Stored data
--- START ---

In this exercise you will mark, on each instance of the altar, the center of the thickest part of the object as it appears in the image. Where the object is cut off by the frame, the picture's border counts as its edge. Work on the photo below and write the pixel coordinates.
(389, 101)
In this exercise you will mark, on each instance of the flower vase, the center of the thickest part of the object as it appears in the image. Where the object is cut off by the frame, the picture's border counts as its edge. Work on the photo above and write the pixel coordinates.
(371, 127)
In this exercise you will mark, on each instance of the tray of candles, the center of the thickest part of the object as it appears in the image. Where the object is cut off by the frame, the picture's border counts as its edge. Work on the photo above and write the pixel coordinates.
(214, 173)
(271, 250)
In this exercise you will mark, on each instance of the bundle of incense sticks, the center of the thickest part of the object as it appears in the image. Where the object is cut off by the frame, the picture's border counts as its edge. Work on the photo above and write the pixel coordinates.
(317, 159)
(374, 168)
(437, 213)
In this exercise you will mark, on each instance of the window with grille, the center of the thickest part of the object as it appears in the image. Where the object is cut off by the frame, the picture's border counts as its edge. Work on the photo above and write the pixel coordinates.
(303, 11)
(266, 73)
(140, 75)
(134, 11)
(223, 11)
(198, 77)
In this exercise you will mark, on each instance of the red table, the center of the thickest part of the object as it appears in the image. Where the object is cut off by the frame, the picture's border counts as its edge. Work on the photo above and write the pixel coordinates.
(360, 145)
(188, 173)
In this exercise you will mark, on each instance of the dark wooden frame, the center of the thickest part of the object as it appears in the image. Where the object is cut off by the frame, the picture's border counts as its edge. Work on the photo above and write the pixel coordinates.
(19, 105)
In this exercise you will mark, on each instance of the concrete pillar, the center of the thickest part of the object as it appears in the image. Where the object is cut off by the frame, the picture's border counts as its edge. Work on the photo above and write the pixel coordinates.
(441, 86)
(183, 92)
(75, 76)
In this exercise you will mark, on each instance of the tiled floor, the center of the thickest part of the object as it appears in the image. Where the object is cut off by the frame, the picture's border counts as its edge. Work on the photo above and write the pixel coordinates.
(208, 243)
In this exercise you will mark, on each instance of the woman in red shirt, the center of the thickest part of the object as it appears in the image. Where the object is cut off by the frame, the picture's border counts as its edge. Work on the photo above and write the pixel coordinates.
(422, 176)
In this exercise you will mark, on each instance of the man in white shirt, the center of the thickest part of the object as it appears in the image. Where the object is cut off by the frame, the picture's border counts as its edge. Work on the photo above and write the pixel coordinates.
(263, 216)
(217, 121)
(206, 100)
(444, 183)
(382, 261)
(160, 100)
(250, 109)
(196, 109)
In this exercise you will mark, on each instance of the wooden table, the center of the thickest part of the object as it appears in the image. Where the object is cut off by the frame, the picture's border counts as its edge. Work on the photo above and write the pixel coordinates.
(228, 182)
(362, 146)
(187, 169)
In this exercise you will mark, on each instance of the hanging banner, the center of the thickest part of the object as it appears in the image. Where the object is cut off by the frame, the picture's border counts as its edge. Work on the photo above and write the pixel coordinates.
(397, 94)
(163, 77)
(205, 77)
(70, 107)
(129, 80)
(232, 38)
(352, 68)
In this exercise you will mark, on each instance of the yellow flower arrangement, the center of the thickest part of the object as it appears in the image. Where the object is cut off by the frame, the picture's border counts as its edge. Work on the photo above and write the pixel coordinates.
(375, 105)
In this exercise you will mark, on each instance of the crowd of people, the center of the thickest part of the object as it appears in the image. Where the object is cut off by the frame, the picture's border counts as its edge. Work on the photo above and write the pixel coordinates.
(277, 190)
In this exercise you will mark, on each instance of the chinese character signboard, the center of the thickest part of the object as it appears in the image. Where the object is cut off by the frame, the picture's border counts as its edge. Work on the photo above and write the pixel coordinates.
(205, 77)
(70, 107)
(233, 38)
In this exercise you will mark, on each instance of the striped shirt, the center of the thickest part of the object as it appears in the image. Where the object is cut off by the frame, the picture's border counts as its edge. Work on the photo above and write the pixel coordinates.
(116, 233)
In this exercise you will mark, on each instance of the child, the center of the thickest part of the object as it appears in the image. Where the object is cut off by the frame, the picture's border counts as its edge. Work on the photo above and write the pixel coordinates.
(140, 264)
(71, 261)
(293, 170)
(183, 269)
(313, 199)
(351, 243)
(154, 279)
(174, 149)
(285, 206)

--- END ---

Every entry needs to be written out again, exactly as given.

In this exercise you will mark, on each instance of the altar, the center of the thickest part of the object as it appears in the image. Where the object is cut off by the frame, the picture's border counts as its edge. Work on the photo below and write the pixel coordinates.
(389, 101)
In this exercise you will mark, on each instance of the flower vase, the center of the thickest part of the object as it appears in the image. Where the object is cut off by the frame, the picture's border counts as its edge. Work on the photo above and write the pixel coordinates.
(371, 127)
In this exercise you will mark, on each instance of the tray of candles, the center of the thickest part of the object as it appears in the image. Where the object is cut off by the frame, the picture's border counts as its edge. Work on the photo above and write the pixel coordinates.
(214, 173)
(271, 250)
In this exercise you will mark, on each instance of the bundle of incense sticks, the center of the thickest part of the object as it appears in the image. Where the object is cut off by the frame, the picture's border counts as its edge. Work on the photo above and write the pixel coordinates.
(317, 159)
(374, 168)
(437, 213)
In this exercise you will mark, on each instance of the window with grille, the center of the thickest part of the object as it appears in the image. Where the object is cut off by the frame, the picture's border counts as its edge. Work on the photo above and write the pixel coordinates.
(303, 11)
(266, 73)
(140, 75)
(134, 11)
(223, 11)
(198, 77)
In this exercise you will mark, on each instance of the red table, the center of the thickest part of the object as it appears in the image. Where the object is cut off by the frame, the picture's border counts as its edge. Work on the photo above and write the pixel coordinates.
(360, 145)
(188, 173)
In this exercise you will mark, on each instance of the dark wooden frame, the center of the thickest part of the object as it appears in the image. Where the object is cut off by the frame, the picture's border counts as its edge. Work on the photo above and write the pixel coordinates.
(19, 105)
In this exercise you will mark, on each instance of the concrete pillar, the center of the thickest part of the object as it appears in the image. Where the object is cut off by the frame, the picture's border counts as its edge. Work on the photo above and write the pixel coordinates.
(441, 86)
(183, 92)
(75, 76)
In this exercise you will mark, on each instance of the tiled floor, the center of the thickest part of the object as it appears in the image. Where the object is cut off by the frame, the picture's border counts as its edge. Work on the photo above and write the pixel coordinates.
(208, 243)
In this exercise you will mark, on each instance of the woman in red shirt, the center of the thickest part of the object as it appears in the image. Where the object is cut off by the frame, the picture's border counts as its edge. Work on the photo above and write the pixel coordinates.
(422, 176)
In this exercise you will mark, on each instance of the man in white shirt, the center of the thickest part of the object as it appears in the image. Where the object is cut off by the frame, the picture's border counts as its edge. Work on the photo above and write the pixel coordinates.
(263, 216)
(217, 121)
(206, 100)
(444, 183)
(382, 261)
(160, 100)
(250, 109)
(196, 109)
In this exercise you will mark, on each instance of the wooden table, the center of the thickest part of the object as it appears in the image. Where the object is cut off by the frame, the picture's border counts as its edge. Work on the photo above and write the pixel coordinates.
(228, 182)
(362, 146)
(187, 169)
In this exercise you will mark, on each instance of the hanging banner, the center of the thickest part of the object as it appears in the image. Where the object is cut off by the frame, the picture's border counts as its edge. Work on the photo above and write the pixel coordinates.
(397, 94)
(163, 77)
(205, 77)
(70, 107)
(129, 80)
(232, 38)
(352, 68)
In this exercise you will mark, on each instance of the yellow flower arrangement, the center of the thickest part of the object as it appears in the image. Where the object is cut off by the frame, the picture's border counts as its edge. Work on the photo above and write the pixel coordinates.
(375, 105)
In this exercise you will mark, on each instance of the crowd of people, the center of the thickest part of the object as it appears in the image. Where the object is cut off by the frame, the picture's border counts as its edge. Work on the photo above and write the pixel coordinates.
(277, 190)
In this exercise you will mark, on each instance of the chinese character signboard, the center of the thickest part of the object as it appears in the image. Where the object is cut off by the frame, the picture's border counts as its edge. Work on the photo above and write the pixel coordinates.
(205, 77)
(70, 107)
(233, 38)
In this exercise you will mark, on each instance of the striped shirt, the center of the thickest part of the object as it appears in the image. Where the object is cut off by the frame, the picture's border counts as its edge. Work on the photo above and write the pixel coordinates.
(116, 233)
In this exercise you will mark, on each instance of the child, the center of the thickest part of the object as it appears in the image. Where the object is cut off by the frame, the picture's border counts as its edge. Work on the photo above and write the pixel coordinates.
(140, 264)
(71, 261)
(293, 170)
(183, 269)
(313, 199)
(351, 243)
(154, 279)
(174, 149)
(285, 206)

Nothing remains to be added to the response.